### What you should do:
Both the line with "roof in the photo above." and the line with "in sand in the photo above." in the records below must appear in the output, along with every line between them, exactly and with nothing added.

[Data items]
------------------------------------

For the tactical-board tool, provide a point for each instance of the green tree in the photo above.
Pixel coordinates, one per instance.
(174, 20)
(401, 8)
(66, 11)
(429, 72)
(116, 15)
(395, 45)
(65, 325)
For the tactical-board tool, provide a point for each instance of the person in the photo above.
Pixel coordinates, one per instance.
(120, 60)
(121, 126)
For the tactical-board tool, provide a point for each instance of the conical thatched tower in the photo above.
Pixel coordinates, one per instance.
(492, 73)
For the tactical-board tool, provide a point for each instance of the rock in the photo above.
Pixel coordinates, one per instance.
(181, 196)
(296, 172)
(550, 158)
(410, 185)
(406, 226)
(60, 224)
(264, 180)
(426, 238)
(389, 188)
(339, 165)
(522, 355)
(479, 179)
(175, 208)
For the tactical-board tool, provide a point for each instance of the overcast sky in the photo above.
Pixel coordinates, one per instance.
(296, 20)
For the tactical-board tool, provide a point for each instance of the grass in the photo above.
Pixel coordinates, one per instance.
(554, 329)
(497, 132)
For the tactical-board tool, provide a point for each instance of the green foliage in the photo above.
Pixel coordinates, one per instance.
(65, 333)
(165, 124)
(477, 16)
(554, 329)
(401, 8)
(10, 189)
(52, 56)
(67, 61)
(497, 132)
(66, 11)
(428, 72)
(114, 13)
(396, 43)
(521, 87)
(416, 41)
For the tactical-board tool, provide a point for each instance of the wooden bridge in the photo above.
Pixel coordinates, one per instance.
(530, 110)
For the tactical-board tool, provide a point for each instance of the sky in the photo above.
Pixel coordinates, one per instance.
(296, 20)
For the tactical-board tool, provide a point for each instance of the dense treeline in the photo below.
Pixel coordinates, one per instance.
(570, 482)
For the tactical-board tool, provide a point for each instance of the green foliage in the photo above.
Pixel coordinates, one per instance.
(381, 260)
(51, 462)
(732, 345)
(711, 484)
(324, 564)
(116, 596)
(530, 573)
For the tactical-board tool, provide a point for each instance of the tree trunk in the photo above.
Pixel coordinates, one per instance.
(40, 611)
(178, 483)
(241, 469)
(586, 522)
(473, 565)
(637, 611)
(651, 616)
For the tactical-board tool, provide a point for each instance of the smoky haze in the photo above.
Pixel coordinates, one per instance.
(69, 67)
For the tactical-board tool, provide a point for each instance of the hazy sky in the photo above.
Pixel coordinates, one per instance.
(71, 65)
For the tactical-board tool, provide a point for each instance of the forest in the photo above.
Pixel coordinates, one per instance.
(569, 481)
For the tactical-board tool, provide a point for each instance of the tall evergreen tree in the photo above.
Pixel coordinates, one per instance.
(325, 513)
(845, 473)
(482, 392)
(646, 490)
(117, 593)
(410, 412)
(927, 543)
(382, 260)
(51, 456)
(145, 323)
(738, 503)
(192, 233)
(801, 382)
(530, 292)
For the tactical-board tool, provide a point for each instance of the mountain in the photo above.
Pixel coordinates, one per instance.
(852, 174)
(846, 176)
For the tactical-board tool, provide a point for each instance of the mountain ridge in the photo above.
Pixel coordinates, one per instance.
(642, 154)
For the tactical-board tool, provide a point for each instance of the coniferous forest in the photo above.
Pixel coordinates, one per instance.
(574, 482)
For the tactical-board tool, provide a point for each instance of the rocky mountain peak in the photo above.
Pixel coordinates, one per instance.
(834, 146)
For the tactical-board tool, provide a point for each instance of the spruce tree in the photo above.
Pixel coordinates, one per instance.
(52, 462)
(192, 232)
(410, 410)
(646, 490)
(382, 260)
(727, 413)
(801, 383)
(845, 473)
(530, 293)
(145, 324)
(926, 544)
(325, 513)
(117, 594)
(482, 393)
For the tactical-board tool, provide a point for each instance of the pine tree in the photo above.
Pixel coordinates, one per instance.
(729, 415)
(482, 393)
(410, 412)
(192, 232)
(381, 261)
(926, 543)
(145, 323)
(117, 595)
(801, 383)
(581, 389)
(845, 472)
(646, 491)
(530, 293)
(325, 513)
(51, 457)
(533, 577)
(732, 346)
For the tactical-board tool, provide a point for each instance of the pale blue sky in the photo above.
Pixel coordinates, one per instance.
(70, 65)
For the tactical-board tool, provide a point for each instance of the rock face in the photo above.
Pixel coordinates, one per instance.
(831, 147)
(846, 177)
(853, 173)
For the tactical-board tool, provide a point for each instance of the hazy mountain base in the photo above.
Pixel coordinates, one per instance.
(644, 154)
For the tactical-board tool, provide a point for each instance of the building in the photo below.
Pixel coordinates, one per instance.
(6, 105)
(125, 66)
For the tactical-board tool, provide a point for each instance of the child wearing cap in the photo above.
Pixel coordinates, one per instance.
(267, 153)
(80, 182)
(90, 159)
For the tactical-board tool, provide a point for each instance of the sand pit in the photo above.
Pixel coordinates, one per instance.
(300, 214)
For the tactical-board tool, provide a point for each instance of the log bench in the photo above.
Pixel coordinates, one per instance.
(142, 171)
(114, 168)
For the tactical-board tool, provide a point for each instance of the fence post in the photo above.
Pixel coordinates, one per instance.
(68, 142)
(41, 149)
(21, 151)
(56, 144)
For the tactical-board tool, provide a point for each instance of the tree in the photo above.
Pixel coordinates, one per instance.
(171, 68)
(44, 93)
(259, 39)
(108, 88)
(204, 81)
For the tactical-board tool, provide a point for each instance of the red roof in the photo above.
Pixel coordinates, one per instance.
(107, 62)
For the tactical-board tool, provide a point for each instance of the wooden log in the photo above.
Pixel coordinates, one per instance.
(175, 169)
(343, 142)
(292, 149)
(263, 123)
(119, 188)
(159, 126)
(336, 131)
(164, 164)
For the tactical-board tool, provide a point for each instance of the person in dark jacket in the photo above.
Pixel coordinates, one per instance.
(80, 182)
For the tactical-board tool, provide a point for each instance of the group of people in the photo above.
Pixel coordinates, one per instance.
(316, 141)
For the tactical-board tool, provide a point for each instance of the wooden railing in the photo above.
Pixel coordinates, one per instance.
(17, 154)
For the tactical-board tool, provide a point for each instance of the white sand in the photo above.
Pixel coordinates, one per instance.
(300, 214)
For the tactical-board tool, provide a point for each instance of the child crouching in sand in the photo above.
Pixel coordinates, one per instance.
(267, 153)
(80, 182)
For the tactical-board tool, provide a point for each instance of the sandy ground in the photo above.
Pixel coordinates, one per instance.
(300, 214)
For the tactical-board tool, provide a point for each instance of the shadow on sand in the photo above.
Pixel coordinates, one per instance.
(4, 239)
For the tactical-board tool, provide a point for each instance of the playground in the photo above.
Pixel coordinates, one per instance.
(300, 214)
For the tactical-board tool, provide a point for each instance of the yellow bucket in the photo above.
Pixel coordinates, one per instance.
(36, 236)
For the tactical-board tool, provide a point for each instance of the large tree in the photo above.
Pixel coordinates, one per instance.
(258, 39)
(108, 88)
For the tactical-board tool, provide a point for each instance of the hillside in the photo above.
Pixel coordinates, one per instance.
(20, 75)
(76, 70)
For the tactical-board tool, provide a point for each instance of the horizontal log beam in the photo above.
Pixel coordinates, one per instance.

------------------------------------

### Solution:
For the tactical-board tool, provide a point for each instance of the red roof in the photo above.
Pixel coordinates, one per instance.
(107, 62)
For the tactical-board tool, provide a point for each instance of the wooden log in the photo above.
Pixel coordinates, one per instance.
(175, 169)
(343, 142)
(292, 149)
(263, 123)
(119, 188)
(159, 126)
(336, 131)
(164, 164)
For the tactical-board tool, provide a point for each instance of the person in dark jacket in the photo above.
Pixel coordinates, one per instance.
(80, 182)
For the tactical-board tool, provide a point for each instance of the group of people in the photo above.
Pixel coordinates, one per instance.
(316, 141)
For the tactical-board tool, provide a point for each instance of the wooden railing in the photo above.
Pixel coordinates, one per instance.
(17, 154)
For the tactical-board tool, provide a point for each instance of the white sand in the photo above.
Pixel coordinates, one per instance.
(300, 214)
For the tactical-board tool, provide a point for each instance of the child crouching in sand in the photo above.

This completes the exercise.